*Task to carry out*. With the line that contains "Find the painted eave detail in this photo." as the first line, output exactly every line through the end of the material.

*The input*.
+---+

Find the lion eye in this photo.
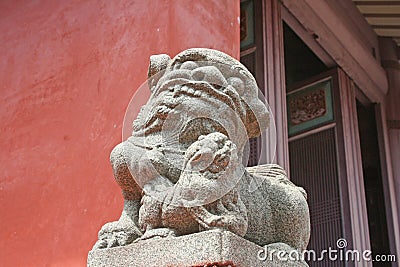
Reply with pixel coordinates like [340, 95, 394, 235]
[192, 153, 201, 161]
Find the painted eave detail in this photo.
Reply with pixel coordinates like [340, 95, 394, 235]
[281, 0, 388, 103]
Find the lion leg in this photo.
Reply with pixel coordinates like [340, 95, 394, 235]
[93, 141, 144, 249]
[136, 193, 177, 241]
[189, 189, 248, 237]
[268, 182, 310, 251]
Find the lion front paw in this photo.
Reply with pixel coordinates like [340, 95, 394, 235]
[134, 227, 177, 243]
[92, 220, 142, 250]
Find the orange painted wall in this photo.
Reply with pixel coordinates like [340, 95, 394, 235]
[0, 1, 239, 266]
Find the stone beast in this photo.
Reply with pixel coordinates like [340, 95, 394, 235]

+---+

*Response to the exercise*.
Find the painted eave detail in this photo.
Reply with pixel coordinates like [340, 95, 394, 235]
[281, 0, 388, 103]
Find the lion leg in this photo.
Reply with pixel coordinates like [340, 95, 394, 235]
[93, 141, 144, 249]
[136, 193, 177, 241]
[189, 189, 248, 237]
[268, 182, 310, 251]
Find the lion front paw in this photo.
Reply with pixel coordinates like [340, 95, 394, 235]
[134, 227, 177, 243]
[92, 220, 142, 250]
Find the orange painted wall in this photo.
Reply with pixel coordinates like [340, 95, 394, 235]
[0, 1, 239, 266]
Find the stone beast in this photo.
Reply with pixel coordinates like [340, 95, 394, 235]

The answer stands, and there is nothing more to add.